EXCERPT PROVIDED -
The weird re-ordering issue of the Alpha arch'

Yubin Ruan <ablacktshirt@xxxxxxxxx> · Sat, 29 Apr 2017 22:26:05 +0800

Hi, 
Remember a few weeks ago we discussed about the weird re-ordering issue of the
Alpha arch', which is mentioned in Appendix.B in the perfbook? I got really
confused at that moment. Paul gave me a reference to a SGI webpage(an email
discussion actually), but that wasn't so understandable. Today I found a few
words from Kourosh Gharachorloo[1], which are very instructional for me:

    For Alpha processors, the anomalous behavior is currently only possible on a
    21264-based system. And obviously you have to be using one of our
    multiprocessor servers. Finally, the chances that you actually see it are very
    low, yet it is possible.

    Here is what has to happen for this behavior to show up. Assume T1 runs on P1
    and T2 on P2. P2 has to be caching location y with value 0. P1 does y=1 which
    causes an "invalidate y" to be sent to P2. This invalidate goes into the
    incoming "probe queue" of P2; as you will see, the problem arises because
    this invalidate could theoretically sit in the probe queue without doing an
    MB on P2. The invalidate is acknowledged right away at this point (i.e., you
    don't wait for it to actually invalidate the copy in P2's cache before
    sending the acknowledgment). Therefore, P1 can go through its MB. And it
    proceeds to do the write to p. Now P2 proceeds to read p. The reply for read
    p is allowed to bypass the probe queue on P2 on its incoming path (this allow
    s replies/data to get back to the 21264 quickly without needing to wait for
    previous incoming probes to be serviced). Now, P2 can derefence P to read the
    old value of y that is sitting in its cache (the inval y in P2's probe queue
    is still sitting there).

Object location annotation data
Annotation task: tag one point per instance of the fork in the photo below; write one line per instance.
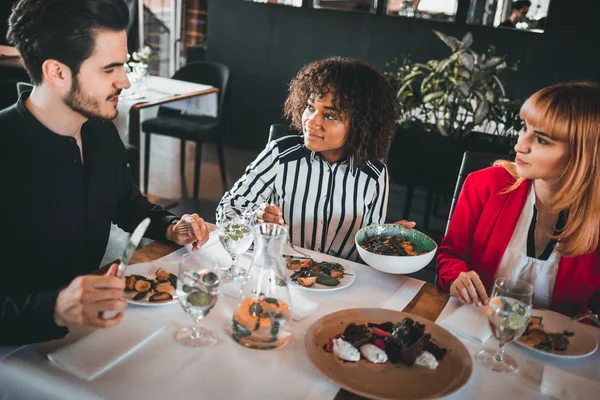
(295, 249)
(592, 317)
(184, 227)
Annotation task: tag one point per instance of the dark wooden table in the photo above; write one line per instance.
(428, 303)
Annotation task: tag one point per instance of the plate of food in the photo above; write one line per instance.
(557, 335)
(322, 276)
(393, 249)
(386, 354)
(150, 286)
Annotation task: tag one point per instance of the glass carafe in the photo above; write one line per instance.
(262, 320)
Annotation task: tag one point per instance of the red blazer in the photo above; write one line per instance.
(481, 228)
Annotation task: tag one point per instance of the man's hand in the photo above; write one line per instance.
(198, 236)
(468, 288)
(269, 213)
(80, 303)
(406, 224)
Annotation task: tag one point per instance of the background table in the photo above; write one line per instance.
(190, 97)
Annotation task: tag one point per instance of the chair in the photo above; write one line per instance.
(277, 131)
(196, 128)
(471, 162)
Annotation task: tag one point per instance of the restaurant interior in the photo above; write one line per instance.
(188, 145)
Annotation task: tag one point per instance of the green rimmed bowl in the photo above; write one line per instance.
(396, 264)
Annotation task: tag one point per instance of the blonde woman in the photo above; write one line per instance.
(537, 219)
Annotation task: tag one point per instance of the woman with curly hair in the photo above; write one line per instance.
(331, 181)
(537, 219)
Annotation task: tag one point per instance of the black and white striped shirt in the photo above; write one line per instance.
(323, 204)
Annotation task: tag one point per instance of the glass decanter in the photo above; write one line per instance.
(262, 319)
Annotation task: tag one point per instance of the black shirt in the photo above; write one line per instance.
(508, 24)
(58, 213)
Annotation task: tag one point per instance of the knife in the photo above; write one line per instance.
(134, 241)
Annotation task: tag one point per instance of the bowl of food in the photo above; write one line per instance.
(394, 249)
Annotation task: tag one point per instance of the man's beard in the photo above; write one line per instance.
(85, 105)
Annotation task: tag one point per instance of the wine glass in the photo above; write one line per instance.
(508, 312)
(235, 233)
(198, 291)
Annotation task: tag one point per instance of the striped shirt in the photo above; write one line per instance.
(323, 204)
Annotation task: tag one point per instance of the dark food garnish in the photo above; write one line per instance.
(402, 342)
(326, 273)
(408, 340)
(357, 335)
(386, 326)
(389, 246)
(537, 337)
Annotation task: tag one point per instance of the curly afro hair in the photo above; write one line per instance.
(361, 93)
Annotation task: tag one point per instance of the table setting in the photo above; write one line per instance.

--

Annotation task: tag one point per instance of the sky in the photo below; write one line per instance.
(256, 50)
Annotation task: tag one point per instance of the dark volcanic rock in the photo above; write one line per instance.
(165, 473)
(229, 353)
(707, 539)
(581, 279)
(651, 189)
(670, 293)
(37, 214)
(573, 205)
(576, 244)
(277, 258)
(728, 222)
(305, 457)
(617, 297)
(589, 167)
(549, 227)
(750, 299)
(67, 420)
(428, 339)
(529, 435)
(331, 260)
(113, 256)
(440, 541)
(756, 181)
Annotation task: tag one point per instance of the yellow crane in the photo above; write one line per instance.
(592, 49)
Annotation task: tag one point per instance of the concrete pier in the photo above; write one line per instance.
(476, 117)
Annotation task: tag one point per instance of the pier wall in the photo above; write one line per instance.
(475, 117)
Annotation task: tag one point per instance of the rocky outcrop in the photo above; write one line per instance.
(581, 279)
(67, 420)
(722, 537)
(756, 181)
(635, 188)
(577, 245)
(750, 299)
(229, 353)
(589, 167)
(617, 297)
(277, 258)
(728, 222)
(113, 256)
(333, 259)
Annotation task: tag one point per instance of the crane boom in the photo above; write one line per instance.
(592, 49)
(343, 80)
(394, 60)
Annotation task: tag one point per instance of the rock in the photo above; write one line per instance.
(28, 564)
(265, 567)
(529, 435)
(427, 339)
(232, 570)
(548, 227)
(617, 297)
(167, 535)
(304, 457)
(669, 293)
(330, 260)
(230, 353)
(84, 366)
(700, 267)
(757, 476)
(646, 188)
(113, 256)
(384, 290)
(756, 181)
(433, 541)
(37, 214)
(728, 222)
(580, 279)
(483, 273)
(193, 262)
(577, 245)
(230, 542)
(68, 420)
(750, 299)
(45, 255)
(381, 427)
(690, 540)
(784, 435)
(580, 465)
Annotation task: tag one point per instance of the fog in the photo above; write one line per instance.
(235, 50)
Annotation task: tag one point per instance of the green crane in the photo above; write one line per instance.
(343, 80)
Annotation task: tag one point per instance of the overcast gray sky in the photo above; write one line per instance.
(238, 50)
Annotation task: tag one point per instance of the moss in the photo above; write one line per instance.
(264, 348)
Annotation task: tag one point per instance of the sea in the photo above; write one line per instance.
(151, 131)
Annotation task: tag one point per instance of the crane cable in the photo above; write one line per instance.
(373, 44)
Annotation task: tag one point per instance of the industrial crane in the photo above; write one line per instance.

==

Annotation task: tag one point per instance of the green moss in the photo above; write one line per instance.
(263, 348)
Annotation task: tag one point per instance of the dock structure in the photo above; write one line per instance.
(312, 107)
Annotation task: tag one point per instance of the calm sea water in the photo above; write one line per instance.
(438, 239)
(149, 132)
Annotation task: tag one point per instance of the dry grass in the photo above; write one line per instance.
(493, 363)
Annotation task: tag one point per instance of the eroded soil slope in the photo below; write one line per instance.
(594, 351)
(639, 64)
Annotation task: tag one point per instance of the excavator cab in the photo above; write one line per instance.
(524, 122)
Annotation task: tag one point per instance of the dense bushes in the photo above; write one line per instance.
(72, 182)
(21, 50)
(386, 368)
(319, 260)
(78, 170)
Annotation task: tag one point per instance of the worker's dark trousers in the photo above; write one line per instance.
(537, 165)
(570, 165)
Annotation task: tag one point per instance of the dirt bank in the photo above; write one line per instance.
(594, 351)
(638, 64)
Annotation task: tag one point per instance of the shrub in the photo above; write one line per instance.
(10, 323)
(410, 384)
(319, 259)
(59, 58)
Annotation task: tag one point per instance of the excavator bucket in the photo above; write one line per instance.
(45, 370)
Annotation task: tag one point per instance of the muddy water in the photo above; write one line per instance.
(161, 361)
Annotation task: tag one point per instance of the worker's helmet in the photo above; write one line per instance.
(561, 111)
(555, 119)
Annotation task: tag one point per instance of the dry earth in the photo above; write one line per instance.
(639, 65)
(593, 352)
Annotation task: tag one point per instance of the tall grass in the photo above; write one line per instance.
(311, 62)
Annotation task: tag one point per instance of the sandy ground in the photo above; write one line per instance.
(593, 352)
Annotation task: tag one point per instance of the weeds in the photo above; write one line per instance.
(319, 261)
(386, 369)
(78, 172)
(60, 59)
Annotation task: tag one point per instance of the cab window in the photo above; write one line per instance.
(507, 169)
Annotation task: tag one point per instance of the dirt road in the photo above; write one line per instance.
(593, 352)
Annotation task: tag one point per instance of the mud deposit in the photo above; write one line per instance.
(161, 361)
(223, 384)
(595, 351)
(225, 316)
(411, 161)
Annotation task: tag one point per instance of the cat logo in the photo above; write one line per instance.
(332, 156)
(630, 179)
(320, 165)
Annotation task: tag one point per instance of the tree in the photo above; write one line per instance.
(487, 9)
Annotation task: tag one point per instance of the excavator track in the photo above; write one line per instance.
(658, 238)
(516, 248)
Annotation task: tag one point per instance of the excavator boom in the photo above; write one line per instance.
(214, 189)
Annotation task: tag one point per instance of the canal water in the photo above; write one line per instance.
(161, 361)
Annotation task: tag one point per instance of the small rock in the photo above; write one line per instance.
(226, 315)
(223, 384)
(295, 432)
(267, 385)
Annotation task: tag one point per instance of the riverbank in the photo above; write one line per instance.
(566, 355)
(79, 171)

BRIEF 1 - According to the post about the Alpha reordering issue, on what kind of system is the anomalous behavior currently only possible?
BRIEF 2 - From the post about the Alpha reordering issue, write out the part that begins with the words "Yubin Ruan <ablacktshirt@xxxxxxxxx>" and ends with "it is possible.".
BRIEF 3 - List every person named in the post about the Alpha reordering issue.

FULL OUTPUT 1 - On a 21264-based system.

FULL OUTPUT 2 -
Yubin Ruan <ablacktshirt@xxxxxxxxx> · Sat, 29 Apr 2017 22:26:05 +0800

Hi, 
Remember a few weeks ago we discussed about the weird re-ordering issue of the
Alpha arch', which is mentioned in Appendix.B in the perfbook? I got really
confused at that moment. Paul gave me a reference to a SGI webpage(an email
discussion actually), but that wasn't so understandable. Today I found a few
words from Kourosh Gharachorloo[1], which are very instructional for me:

    For Alpha processors, the anomalous behavior is currently only possible on a
    21264-based system. And obviously you have to be using one of our
    multiprocessor servers. Finally, the chances that you actually see it are very
    low, yet it is possible.

FULL OUTPUT 3 - Yubin Ruan, Paul, Kourosh Gharachorloo